▶ Page excerpt

Abstract:
This invention transforms a circuit design at an asynchronous clock boundary using a flow involving register grouping, logic modification and level shifter and isolation cell insertion. The level shifter and isolation cell inserted are tested for proper location. The transformed circuit design is suitable for power consumption control by independent control of separate voltage domains.

Description:
CLAIM OF PRIORITY 
     This application claims priority under 35 U.S.C. 119(e)(1) to U.S. Provisional Application No. 60/943,879 filed Jun. 14, 2007. 
    
    
     TECHNICAL FIELD OF THE INVENTION 
     The technical field of this invention is logical hierarchy partitioning of designs at asynchronous clock boundaries to enable aggressive power management. 
     BACKGROUND OF THE INVENTION 
     It is a widely used design practice to designing intellectual property (IP) electronic modules with multiple asynchronous clock domains. This practice permits designers to meet performance requirements of each clock domain independently. This also eases the timing closure problem because each clock domain can be treated independently for optimization, clock tree synthesis and timing closure.

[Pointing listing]

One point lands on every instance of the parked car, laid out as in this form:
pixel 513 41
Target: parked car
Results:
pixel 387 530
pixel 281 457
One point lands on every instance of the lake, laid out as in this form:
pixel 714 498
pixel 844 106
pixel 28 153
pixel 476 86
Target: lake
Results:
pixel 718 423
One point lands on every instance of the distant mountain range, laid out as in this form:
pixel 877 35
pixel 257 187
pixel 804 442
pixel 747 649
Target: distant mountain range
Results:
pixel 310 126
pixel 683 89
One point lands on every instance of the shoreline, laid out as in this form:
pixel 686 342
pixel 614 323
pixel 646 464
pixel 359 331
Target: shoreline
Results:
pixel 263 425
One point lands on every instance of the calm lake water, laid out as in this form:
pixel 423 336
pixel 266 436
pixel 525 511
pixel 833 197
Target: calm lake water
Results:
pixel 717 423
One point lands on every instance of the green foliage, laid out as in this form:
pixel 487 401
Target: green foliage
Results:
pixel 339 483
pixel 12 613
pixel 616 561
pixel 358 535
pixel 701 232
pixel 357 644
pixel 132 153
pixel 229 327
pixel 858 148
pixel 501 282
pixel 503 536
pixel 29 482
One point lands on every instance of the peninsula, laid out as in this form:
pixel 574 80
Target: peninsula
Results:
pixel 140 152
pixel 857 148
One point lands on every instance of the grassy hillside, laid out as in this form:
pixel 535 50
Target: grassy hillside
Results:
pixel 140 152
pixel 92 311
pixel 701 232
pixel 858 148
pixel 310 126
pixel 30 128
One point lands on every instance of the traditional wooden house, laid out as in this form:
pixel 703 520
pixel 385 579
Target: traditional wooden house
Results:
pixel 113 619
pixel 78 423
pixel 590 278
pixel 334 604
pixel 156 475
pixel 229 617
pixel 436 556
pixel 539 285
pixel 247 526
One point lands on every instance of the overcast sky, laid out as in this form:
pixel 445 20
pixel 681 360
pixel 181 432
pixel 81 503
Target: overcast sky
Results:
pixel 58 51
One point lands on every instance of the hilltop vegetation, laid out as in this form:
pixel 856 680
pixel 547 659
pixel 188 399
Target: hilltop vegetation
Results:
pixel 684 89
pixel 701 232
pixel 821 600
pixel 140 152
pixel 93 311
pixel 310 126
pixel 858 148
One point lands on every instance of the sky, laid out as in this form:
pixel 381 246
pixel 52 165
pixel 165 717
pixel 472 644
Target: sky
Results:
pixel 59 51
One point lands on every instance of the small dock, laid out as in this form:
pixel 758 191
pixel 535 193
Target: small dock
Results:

▶ Prompt 1
Translate this sentence from the patent excerpt into Spanish: "This practice permits designers to meet performance requirements of each clock domain independently."
▶ Prompt 2
Turn the patent excerpt's paragraph beginning "It is a widely used design practice" into a short bulleted list that keeps its main facts.
▶ Prompt 3
Please carry on the patent excerpt from its last sentence.

▶ Exercise response 1
Esta práctica permite a los diseñadores cumplir los requisitos de rendimiento de cada dominio de reloj de forma independiente.

▶ Exercise response 2
- Designing intellectual property (IP) electronic modules with multiple asynchronous clock domains is a widely used practice.
- It lets designers meet each clock domain's performance requirements independently.
- It eases timing closure, because each clock domain can be handled separately for optimization, clock tree synthesis and timing closure.

▶ Exercise response 3
     Providing multiple asynchronous clock domains enables clock-gating each domain independently to save dynamic power. In peripheral IPs the core clock can be clock gated when there is no data to be exchanged with the external world. The input/output (IO) clock can be kept on to generate a core/CPU interrupt on detection of incoming packet data from the external world. 
     With shrinking process geometries, static/leakage power has become a major contributor to total power consumption. Such static power can be kept low by operating at a lower supply voltage. Since lowering the voltage reduces how fast the circuit can operate, it is important to operate the device at a supply voltage that is just enough to meet the performance requirements. This voltage gives the best power solution without compromising performance. 
     The asynchronous boundary inside the peripheral IP also provides an opportunity to save on leakage power by creating separate voltage domains for each of the asynchronous clock domains. Existing electronic design automation (EDA) tools require that each asynchronous clock domain must be enclosed by a distinct logical hierarchy, which subsequently becomes a voltage island. Each voltage island can then be separately optimized in operating voltage and frequency to meet the power and performance goals. 
     In many systems some of these voltage islands may be un-used for long periods of time. These voltage islands can be independently powered off using power switches on the chip to save on both leakage and dynamic power. 
     Designs with multiple asynchronous clock domains can be exploited to: 
     1. Meet performance requirements of each domain independently; 
     2. Save dynamic power by clock-gating each domain independently; 
     3. Save static power by supplying each domain in a voltage island an optimum supply voltage; and 
     4. Save power by shutting off power to a voltage island when not used.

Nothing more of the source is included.